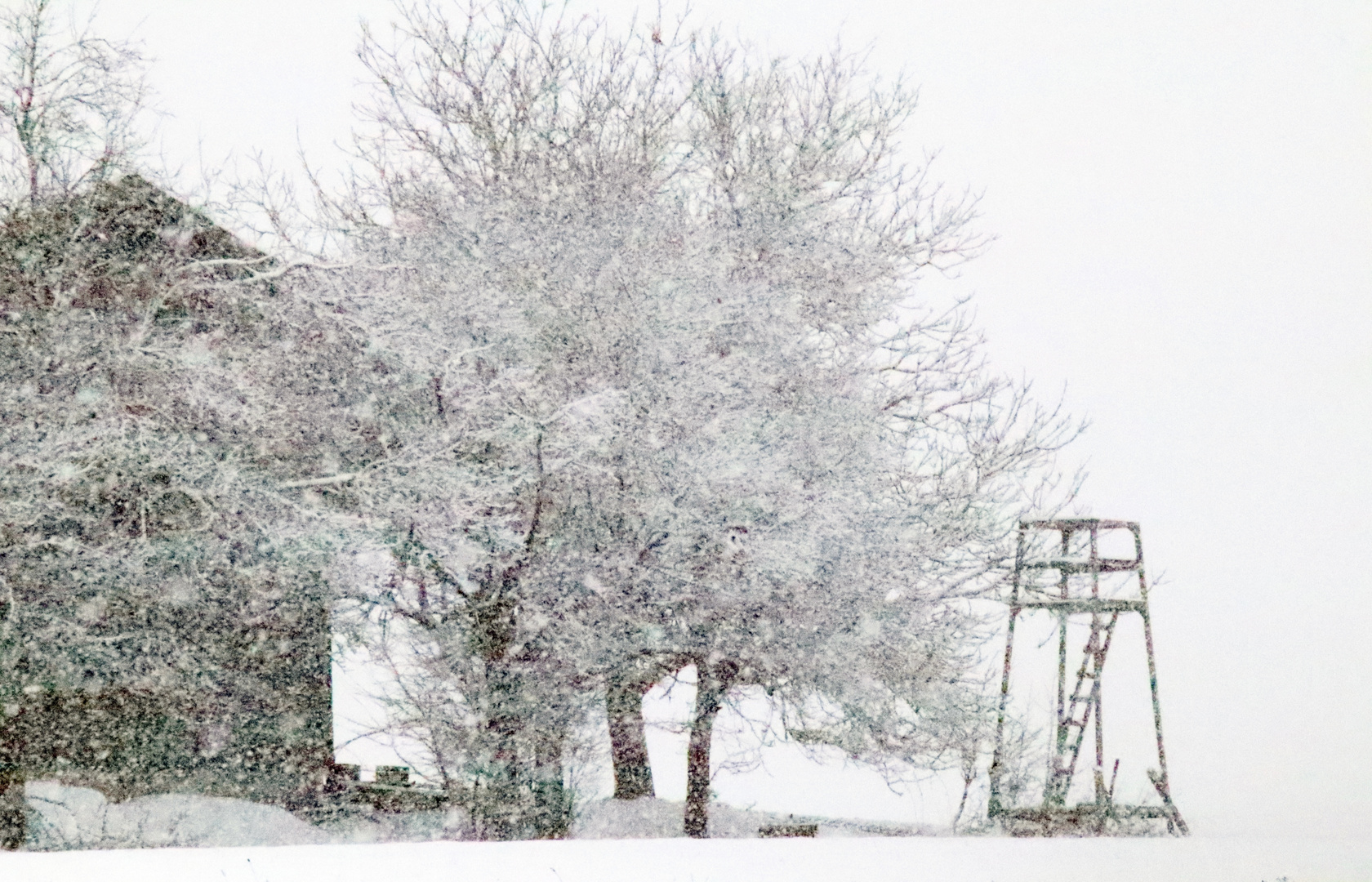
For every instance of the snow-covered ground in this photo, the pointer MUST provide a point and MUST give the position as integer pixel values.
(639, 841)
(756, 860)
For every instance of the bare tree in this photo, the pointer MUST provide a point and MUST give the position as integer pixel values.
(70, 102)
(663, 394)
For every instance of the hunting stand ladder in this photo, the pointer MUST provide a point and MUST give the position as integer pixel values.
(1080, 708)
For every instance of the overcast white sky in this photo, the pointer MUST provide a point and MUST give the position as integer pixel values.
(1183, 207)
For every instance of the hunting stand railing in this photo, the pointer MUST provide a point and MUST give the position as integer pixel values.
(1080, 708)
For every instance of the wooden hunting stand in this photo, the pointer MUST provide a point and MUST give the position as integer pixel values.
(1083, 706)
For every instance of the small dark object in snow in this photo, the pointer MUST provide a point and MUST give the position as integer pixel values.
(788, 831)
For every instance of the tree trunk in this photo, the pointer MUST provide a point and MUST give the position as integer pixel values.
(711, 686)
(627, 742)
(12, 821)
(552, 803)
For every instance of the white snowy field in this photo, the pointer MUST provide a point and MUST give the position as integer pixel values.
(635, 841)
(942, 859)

## WHAT YOU HAVE TO DO
Reprint every record exactly and skip the pictures.

## EXERCISE RESULT
For every instance of the snow-covered ground in this photo, the pointer MUST provide a point and MUST give the position as integer pixel values.
(639, 841)
(756, 860)
For every instance of the bare tree in this photo, the pointer MUST provide a point and MUST give the position as integer pixel values.
(70, 102)
(663, 394)
For every instance of the hunting stand ladder in this photo, the pointer MUST provide a point and MUST give the position as integer pixel values.
(1080, 708)
For every instance of the overcast white sky in this photo, the pointer MUST provide a point and MUST give the position as integer pixel values.
(1183, 207)
For every instance of the hunting stand railing in this photo, the pointer MUST provide a point and MUST give the position as integer pixel values.
(1080, 708)
For every instance of the wooden hunting stand in this photo, the pointer MUST provide a point and MUST give the position as integer pixel values.
(1083, 706)
For every instance of the small dark object in snow in this photo, the pointer MUST provide a point and MUST give the position as integer pixel values.
(788, 831)
For every instance of the tree trunk in this photo, the pointer MUST provide a point and MUST give the position as integer pixel values.
(711, 686)
(627, 742)
(12, 821)
(552, 803)
For every instance of the white snowy field in this photo, the pointer MUST provide a point and MUST give the position as integer pixel values.
(635, 841)
(942, 859)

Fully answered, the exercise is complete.